> ИСХОДНЫЙ ФРАГМЕНТ
· · · ·

Политика «учитель крайний», которая в последние годы последовательно проводится как минимум в московских школах, привела к серьезным и далеко идущим последствиям. Учитель не хочет садиться в тюрьму – простим ему это естественное человеческое желание, – и делает все, чтобы этого избежать. А как не сесть из-за упавшего в походе дерева? Очень просто: не водить детей в поход.
А вот еще картинка: второй класс, звенит звонок, перемена, учитель громко сообщает детям, что они могут взять свои телефоны и поиграть. Дети, довольные, расходятся по углам класса с гаджетами. На мой осторожный вопрос – мол, а что, вы не возражаете против игр на телефоне, да еще и в школе? – учитель убежденно говорит:
– Конечно, пусть играют! Иначе же они будут бегать по коридору, еще расшибутся!
Другая история: папа приводит ребенка в сад и с утра объясняет воспитателю, что, если вечером на ребенке будет хотя бы один синяк, учитель закончит свой день в прокуратуре. Что бы вы сделали на месте воспитателя, у которого с такого заявления начался рабочий день? Правильно – оградили бы ребенка от любой двигательной активности и от общения с другими детьми.
На тебе пластилин, сиди тут и никуда не уходи, авось не расшибешься.
Это говорит не только о большей, чем раньше, беззащитности учителя или о бюрократизации и абсурдной регламентации школьной жизни (хотя и об этом тоже), но и о том, что родители сегодня транслируют школе куда более высокие, чем раньше, требования к безопасности ребенка.
Художник Andre Henri Dargelas
Милые школьные игры из нашего детства, типа «слона», когда мы прыгали друг через друга, или когда целью игры было догнать соперника и отвесить ему пинка, сегодня в московских школах попросту невозможны.
Не первый год по сетям бродит шутка о том, что мы ездили без автокресел, ели зеленые соседские яблоки и при этом как-то выжили.
Я помню школьные драки и разборки, помню многое, но не помню, чтобы кто-то из-за этого писал в департамент (хорошо, в РОНО) или шел в суд. Более того: я почти уверена, что родители об этом ничего не знали.

· · · ·

> ЗАДАНИЕ 1
Выберите из приведённого ниже перечня все строки, в которых встречается слово «yellow», с учётом регистра.
Текст о безопасности детей в школе и перечень являются самостоятельными, не связанными между собой материалами.

Записи для указания точек и разметки
· · · ·

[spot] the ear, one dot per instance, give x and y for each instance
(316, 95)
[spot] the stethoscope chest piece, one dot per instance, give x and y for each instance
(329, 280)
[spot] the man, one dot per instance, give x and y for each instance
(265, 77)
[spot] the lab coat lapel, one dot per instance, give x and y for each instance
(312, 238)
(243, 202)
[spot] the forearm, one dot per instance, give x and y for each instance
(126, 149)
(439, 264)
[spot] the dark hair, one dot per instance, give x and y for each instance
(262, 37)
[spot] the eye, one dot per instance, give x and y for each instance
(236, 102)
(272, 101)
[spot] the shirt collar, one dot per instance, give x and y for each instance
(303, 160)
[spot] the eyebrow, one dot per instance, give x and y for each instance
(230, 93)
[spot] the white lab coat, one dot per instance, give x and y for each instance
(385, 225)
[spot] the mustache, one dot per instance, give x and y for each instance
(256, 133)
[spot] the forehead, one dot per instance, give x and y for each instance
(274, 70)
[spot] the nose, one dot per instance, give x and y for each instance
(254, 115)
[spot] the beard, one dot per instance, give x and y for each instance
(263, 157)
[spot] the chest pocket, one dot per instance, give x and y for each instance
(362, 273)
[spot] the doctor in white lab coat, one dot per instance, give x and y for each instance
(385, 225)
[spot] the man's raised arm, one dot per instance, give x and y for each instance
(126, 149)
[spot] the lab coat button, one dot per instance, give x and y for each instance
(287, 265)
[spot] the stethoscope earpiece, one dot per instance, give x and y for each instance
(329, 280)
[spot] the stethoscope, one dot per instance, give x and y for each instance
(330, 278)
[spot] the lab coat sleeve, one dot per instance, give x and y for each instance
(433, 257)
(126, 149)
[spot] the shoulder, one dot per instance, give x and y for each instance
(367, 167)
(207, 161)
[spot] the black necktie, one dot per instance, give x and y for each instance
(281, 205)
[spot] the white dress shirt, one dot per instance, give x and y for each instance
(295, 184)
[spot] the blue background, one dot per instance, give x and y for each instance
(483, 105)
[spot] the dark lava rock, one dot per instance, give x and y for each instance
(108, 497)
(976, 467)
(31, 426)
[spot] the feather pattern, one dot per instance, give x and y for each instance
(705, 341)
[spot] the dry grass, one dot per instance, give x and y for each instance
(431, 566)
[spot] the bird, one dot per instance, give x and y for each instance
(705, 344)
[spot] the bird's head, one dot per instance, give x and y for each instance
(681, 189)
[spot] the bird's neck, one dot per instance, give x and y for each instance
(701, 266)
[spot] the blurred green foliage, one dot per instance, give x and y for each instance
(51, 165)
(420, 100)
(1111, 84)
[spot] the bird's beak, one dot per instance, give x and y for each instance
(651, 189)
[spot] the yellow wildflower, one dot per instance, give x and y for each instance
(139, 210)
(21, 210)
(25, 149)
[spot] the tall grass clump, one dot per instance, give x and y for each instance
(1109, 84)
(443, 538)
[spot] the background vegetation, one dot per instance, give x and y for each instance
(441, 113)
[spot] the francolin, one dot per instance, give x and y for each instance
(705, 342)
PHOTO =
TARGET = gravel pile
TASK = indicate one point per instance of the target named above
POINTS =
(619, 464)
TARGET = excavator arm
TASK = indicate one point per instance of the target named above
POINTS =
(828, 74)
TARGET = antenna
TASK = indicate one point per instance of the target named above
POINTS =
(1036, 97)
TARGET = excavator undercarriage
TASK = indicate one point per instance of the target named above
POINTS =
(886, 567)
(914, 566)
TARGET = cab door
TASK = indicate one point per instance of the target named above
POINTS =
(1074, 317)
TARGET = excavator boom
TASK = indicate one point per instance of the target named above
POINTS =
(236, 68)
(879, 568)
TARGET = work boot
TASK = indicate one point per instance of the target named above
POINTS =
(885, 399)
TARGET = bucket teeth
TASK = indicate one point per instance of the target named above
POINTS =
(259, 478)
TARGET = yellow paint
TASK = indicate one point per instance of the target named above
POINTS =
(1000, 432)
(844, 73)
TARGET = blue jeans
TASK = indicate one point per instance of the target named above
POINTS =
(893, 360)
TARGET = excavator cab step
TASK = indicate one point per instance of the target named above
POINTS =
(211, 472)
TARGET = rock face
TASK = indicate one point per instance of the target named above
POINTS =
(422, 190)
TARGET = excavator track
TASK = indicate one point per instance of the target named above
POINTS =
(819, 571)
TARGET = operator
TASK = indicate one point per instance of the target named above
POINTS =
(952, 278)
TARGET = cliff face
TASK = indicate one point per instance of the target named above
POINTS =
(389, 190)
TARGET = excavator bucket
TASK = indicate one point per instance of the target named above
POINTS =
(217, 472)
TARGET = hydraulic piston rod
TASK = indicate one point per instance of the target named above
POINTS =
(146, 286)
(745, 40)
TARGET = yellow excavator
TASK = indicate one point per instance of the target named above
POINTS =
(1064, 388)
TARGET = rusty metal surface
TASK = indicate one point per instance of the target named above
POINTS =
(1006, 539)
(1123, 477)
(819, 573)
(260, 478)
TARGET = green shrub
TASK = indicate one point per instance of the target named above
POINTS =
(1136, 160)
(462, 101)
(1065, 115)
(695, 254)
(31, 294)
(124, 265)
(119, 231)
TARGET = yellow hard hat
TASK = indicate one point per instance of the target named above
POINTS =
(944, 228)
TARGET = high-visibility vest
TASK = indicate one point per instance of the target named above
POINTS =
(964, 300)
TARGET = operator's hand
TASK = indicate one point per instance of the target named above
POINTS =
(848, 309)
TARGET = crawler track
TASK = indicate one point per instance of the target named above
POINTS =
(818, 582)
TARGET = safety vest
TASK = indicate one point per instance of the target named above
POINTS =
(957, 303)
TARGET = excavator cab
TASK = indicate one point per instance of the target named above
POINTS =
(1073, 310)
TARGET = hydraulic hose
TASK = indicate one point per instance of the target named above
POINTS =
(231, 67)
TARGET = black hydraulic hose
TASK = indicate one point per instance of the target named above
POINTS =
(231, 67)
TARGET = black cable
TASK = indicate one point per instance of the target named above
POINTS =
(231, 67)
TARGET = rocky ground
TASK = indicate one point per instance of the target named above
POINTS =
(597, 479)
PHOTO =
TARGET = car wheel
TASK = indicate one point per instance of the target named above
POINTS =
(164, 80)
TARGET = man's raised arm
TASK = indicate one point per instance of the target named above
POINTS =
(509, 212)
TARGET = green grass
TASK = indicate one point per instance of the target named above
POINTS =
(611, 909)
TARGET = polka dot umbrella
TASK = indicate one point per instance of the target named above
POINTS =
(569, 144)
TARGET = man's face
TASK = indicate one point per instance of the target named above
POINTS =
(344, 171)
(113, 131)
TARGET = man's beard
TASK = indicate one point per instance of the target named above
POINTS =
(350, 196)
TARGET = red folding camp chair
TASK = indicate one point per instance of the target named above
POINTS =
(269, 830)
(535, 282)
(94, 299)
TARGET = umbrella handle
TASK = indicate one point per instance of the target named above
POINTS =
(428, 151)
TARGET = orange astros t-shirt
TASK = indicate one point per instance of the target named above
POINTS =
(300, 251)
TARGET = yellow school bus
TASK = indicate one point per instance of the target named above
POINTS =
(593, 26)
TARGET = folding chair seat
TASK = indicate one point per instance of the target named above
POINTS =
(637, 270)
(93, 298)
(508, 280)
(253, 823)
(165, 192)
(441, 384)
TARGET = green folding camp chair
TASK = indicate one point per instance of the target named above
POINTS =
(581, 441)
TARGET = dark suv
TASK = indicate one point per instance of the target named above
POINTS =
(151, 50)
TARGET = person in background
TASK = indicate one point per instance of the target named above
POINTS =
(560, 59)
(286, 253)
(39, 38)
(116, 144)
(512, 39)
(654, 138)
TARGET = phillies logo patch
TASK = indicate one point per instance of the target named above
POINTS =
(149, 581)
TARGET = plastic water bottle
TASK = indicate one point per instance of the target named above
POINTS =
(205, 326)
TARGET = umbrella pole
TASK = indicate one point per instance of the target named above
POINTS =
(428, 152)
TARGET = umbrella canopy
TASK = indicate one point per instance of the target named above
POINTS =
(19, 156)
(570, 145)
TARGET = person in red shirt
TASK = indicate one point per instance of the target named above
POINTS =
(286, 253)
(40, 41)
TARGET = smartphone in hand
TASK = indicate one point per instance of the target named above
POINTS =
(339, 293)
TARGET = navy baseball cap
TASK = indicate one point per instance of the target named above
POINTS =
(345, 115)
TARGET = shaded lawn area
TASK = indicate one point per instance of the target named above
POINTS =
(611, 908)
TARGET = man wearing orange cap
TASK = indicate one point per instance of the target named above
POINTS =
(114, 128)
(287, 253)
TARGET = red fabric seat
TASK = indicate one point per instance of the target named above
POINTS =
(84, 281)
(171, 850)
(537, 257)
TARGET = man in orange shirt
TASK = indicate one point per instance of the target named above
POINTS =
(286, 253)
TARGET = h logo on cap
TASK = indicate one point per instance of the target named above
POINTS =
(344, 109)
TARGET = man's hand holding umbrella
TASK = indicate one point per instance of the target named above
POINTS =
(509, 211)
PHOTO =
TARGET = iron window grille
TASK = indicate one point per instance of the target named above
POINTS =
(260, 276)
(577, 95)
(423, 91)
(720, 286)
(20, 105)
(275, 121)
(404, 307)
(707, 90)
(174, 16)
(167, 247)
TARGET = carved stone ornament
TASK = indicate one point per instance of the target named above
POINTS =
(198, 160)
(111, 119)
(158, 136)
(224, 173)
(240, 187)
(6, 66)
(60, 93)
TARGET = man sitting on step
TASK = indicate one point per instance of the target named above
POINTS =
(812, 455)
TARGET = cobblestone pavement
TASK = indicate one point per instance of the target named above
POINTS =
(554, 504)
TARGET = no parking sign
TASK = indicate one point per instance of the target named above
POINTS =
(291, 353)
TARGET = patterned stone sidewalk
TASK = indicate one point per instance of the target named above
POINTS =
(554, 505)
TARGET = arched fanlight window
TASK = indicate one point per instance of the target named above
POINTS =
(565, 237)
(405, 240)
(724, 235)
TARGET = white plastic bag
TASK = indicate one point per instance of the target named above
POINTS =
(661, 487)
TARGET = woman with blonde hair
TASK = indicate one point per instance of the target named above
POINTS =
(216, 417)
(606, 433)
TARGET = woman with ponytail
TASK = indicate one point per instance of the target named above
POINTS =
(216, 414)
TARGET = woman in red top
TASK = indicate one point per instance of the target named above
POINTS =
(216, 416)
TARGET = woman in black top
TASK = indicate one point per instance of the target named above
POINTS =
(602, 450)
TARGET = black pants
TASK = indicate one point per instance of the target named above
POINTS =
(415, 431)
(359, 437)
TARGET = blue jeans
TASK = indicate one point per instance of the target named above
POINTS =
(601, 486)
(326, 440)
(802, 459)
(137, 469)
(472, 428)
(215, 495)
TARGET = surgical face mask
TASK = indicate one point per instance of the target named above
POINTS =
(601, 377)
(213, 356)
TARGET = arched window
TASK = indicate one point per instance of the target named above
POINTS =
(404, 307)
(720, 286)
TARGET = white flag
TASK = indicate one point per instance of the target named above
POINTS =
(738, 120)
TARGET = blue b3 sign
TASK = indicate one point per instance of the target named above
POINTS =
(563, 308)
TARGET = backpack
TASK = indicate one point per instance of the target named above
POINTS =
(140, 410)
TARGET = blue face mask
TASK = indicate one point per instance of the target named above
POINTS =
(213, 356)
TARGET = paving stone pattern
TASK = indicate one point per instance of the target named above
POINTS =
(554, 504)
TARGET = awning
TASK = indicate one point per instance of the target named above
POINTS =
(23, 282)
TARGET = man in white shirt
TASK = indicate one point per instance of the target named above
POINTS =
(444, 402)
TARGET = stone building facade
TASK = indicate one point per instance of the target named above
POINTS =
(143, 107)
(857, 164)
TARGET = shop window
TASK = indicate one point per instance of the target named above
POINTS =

· · · ·

> ЗАДАНИЕ 2
Продолжите текст о безопасности детей в школе, начав сразу после его последнего предложения.

> ОТВЕТ К ЗАДАНИЮ 1
[spot] the yellow wildflower, one dot per instance, give x and y for each instance
TARGET = yellow paint
TARGET = yellow excavator
TARGET = yellow hard hat
TARGET = yellow school bus

> ОТВЕТ К ЗАДАНИЮ 2
Мы убегали с уроков. В сегодняшнем мире у наших детей просто технически нет такой возможности: их не выпустят из школы до окончания занятий. Да, у нас бывали самые разные приключения (поэтому я с недоверием отношусь к мысли о том, что «тогда» было безопаснее), и, оглядываясь назад, я понимаю, что некоторые из них, в общем-то, чудом закончились хорошо.
Но при этом мы тогда, не зная слов «дозированный риск» и «развивающий дискомфорт», получали некий опыт, учились чему-то важному, тому, чему нас не учили в школе, и поддерживали в нужном состоянии уровень адреналина, не прибегая к стимуляторам в виде компьютерных игр и экстремального спорта.
А до школы у нас был двор, и мы пришли в первый класс, уже умея общаться, договариваться в играх, зная правила и то, как и где их можно обойти, а где обходить нельзя, понимая, когда бывает больно и опасно, что можно, а что нельзя – мы это ЗНАЛИ, а не НАМ РАССКАЗАЛИ.
А нынешних детей заворачивают в вату, опекают и оберегают, шагу не дают ступить, а потом раз! – и выпускают во взрослую жизнь. На тебе автомат, защищай родину. Иди работай, обеспечивай себя сам. Вот тебе жена, вот ребенок, это теперь твоя ответственность. А дети далеко не всегда вообще знают это слово.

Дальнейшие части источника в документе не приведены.